Information supplied:

* * * *

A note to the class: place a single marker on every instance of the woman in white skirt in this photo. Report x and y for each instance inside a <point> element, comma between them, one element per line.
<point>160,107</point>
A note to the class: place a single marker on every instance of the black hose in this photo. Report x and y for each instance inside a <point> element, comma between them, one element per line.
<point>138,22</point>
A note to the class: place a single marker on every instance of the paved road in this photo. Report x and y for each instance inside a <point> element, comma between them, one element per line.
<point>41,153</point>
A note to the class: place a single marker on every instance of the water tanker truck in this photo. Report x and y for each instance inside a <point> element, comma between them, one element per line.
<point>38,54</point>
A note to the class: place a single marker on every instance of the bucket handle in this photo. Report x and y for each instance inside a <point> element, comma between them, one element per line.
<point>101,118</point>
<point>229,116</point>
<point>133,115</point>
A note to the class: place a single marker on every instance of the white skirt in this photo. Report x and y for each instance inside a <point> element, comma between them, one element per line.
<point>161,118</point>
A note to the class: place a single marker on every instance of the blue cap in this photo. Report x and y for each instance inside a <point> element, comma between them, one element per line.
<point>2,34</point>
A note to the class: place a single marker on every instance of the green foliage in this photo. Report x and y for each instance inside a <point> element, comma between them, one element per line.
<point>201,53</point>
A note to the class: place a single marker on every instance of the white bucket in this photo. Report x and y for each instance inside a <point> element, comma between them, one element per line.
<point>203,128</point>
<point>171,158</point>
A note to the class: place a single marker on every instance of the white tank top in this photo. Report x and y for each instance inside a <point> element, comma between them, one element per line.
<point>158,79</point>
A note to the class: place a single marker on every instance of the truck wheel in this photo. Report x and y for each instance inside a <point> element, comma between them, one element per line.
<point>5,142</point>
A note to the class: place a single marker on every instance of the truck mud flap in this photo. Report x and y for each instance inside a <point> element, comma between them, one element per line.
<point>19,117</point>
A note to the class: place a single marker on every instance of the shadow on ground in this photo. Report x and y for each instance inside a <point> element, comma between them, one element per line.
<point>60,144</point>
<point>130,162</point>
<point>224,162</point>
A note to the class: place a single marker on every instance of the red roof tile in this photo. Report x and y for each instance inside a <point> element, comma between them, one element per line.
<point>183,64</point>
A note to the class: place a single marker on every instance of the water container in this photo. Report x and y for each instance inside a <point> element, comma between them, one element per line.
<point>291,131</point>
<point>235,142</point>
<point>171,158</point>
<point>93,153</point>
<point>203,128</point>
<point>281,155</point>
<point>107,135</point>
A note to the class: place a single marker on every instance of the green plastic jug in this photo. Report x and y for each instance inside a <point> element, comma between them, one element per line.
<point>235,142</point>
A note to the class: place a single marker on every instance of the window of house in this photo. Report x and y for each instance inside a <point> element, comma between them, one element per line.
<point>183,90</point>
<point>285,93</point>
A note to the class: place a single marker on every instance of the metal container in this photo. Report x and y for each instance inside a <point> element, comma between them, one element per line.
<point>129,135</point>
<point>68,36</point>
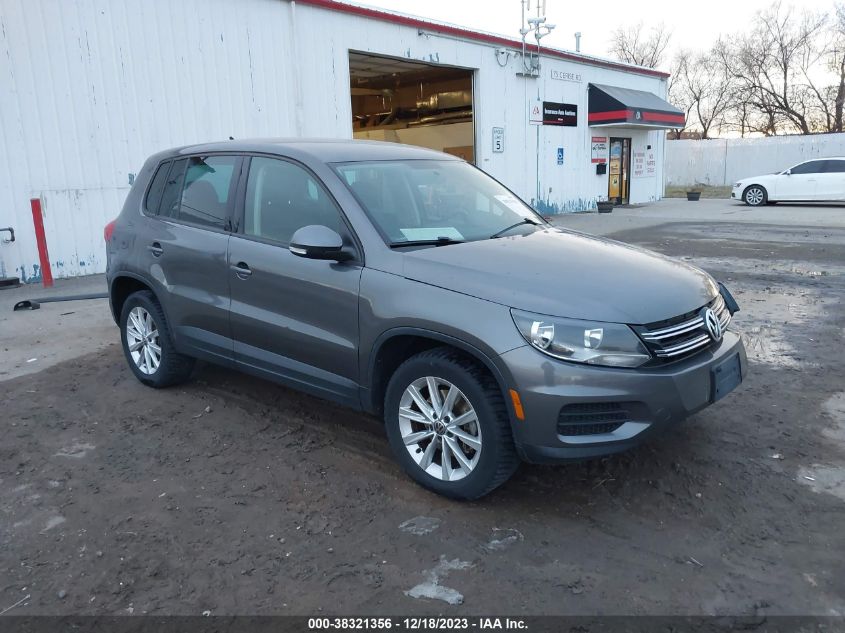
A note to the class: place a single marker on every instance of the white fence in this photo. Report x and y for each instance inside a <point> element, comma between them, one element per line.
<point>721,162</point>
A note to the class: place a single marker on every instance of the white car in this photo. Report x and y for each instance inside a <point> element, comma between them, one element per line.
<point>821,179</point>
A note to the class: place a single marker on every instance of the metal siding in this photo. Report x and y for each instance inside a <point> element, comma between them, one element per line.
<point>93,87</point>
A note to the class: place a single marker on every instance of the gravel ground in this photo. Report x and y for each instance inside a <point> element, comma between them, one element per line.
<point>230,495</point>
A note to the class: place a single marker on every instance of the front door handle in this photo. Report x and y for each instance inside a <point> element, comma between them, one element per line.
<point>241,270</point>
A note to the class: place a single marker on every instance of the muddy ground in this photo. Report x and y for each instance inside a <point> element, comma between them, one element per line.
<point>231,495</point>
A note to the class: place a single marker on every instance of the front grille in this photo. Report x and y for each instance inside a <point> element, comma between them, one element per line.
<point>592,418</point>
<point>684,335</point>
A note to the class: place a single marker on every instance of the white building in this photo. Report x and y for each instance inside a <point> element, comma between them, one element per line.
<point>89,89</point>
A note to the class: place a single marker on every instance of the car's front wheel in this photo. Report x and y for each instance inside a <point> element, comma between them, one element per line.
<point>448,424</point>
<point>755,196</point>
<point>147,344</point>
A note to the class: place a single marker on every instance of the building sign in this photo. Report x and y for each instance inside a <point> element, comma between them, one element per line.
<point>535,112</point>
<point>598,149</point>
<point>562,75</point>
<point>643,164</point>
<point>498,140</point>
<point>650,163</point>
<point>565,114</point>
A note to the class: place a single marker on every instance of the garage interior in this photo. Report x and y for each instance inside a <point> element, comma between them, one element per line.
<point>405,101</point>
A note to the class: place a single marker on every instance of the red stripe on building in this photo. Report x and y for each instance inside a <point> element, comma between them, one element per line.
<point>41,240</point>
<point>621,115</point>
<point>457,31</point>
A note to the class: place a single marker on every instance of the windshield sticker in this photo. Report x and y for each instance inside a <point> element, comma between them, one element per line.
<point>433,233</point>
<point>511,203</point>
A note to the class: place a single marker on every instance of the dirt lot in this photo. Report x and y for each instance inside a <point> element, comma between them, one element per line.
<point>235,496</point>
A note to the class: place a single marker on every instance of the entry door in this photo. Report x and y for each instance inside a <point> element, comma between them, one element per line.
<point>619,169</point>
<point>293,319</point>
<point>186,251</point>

* * * *

What to do: Where pictures appear, skip them and transcribe all other material word for word.

Task response:
A note to the class: place a single marker on every instance of the woman in white skirt in this photo. Report x and y for each instance inside a <point> element, comma between them, one element per line.
<point>160,107</point>
A note to the class: place a single marker on every instance of the black hose in this photo. Report x and y for each instance inside a <point> element, comma between them, one element per line.
<point>138,22</point>
A note to the class: place a single marker on every instance of the paved road in this photo. Report x and y for each instance inside a <point> element, comma between them, one element per line.
<point>41,153</point>
A note to the class: place a single marker on every instance of the water tanker truck in this photo. Report x and y for each instance inside a <point> element, comma between them, one element per line.
<point>38,54</point>
A note to the class: place a single marker on every instance of the bucket handle in this photo. Report x and y for each instance inside a <point> element, comma between them, one element per line.
<point>101,118</point>
<point>229,116</point>
<point>133,115</point>
A note to the class: place a single marker on every instance of the white skirt in this photo. Report x and y for each instance inside a <point> element, comma between them, one element per line.
<point>161,118</point>
A note to the class: place a single marker on every instance of the blue cap in this photo. Report x and y for each instance inside a <point> element, comma between them, one element per line.
<point>2,34</point>
A note to the class: place a single marker on every instance of the green foliage in this photo. Report x and y for each instance inside a <point> element, comma between them, one element per line.
<point>201,53</point>
A note to the class: place a single marker on every instance of the white bucket in this photo. Report x and y for each instance inside a <point> element, comma between them, one element per line.
<point>203,128</point>
<point>171,158</point>
A note to the class: place a single marker on every instance of the white tank top in this photo. Report x and y for each instance inside a <point> element, comma between them, one element per line.
<point>158,79</point>
A note to the class: place a single marker on every instance of the truck wheel in this photo. Report x and y for each instance inside a <point> element, comma between them, one element per line.
<point>5,142</point>
A note to the class: place a single marker on every instance of the truck mud flap in this photo. Report x and y for each instance inside a <point> element, comma between them, one element per line.
<point>19,117</point>
A note to the class: place a single marker on every instance of the shadow on ground in this photo. Report x and y for each instance inside a <point> element, comma between them, one element per line.
<point>60,144</point>
<point>130,162</point>
<point>224,162</point>
A note to the class: place a single marker on every instance of the red roof tile in this photo. Report x and y for each instance inside a <point> element, comma between them, one element per line.
<point>183,64</point>
A note to the class: place a single marker on every instance of the water container in this photo. Report x and y for each instance inside a <point> element, comma between them, one element per line.
<point>291,131</point>
<point>235,142</point>
<point>171,158</point>
<point>93,153</point>
<point>203,128</point>
<point>281,155</point>
<point>107,135</point>
A note to the class: place a single marker on every instance of the green plastic jug in this photo. Report x and y for each instance inside a <point> element, comma between them, one element per line.
<point>235,142</point>
A note to the class: place a single marker on every instance of the window of house in this photo. Report x and y for each instance inside a <point> element, comma between them, one element per line.
<point>183,90</point>
<point>285,93</point>
A note to the class: place a single marker on every instance of the metal container in this photo. Report x and y for each instance inside a <point> element, comma between them, one element per line.
<point>129,135</point>
<point>68,36</point>
A note to the class: place a single marker on every instance of the white fence in this photo. Report x and y for each instance inside a <point> element, comma between them, one element per line.
<point>721,162</point>
A note to the class: place a single marker on every instance of the white car in this photo. Report x and y for each instance inside a <point> element, comma between them, one element per line.
<point>821,179</point>
A note to the class: place a single marker on every instance of the metal siding in this photo. Report x and y for each instance inside a <point> element, comma between them, one element per line.
<point>93,87</point>
A note to the class: place a single marker on every instance of the gravel ground in this photo. Report x and y for each instance inside a <point> element, comma between them, one element per line.
<point>230,495</point>
A note to the class: place a single marker on every instance of the front door handle in this photo. Report x and y for each instance inside a <point> element, comma between them, one element per line.
<point>241,270</point>
A note to the class: place a single marker on every instance of the muddy ground in this photo. Report x and y for each instance inside a <point> element, comma between them, one element per line.
<point>231,495</point>
A note to the class: place a single marker on every instance of the front grille in this photo. Report x and y for each instance inside a <point> element, comma between them, one element per line.
<point>592,418</point>
<point>684,335</point>
A note to the class: place a single marker on every instance of the white building in this photo. Report x and y for each instance inside a <point> element, comma between them, one element per line.
<point>89,89</point>
A note to the class: place a single marker on every instance of the car's front wheel in this photo. Report x and y for each instance inside a <point> element, comma between them, one element per line.
<point>448,424</point>
<point>755,196</point>
<point>147,344</point>
A note to the class: place a single marker on every instance of the building sign in this photo. Report x and y for each instance inside a <point> element, comma between them, one element per line.
<point>535,112</point>
<point>598,149</point>
<point>562,75</point>
<point>643,164</point>
<point>498,140</point>
<point>650,163</point>
<point>565,114</point>
A note to the class: place a single marker on every instance of the garage interior in this photo. Report x and y for each instance inside a <point> element, comma between them, one element per line.
<point>405,101</point>
A note to the class: place a single marker on every instance of the red stripe on building in this photo. Report x and y for each instance inside a <point> element, comma between them, one element per line.
<point>41,240</point>
<point>621,115</point>
<point>457,31</point>
A note to the class: place a single marker on every instance of the windshield sticker in this photo. Report x and y for each instance inside a <point> element, comma between them, one element per line.
<point>433,233</point>
<point>511,203</point>
A note to the class: place a single marker on every instance of the dirt lot in this photo. Report x and y for each instance inside a <point> element, comma between them, one element per line.
<point>235,496</point>
A note to the class: place a single marker on every instance of the entry door in this photo. Report x and y for each instance inside a <point> element, comma between them, one element per line.
<point>619,169</point>
<point>293,319</point>
<point>186,251</point>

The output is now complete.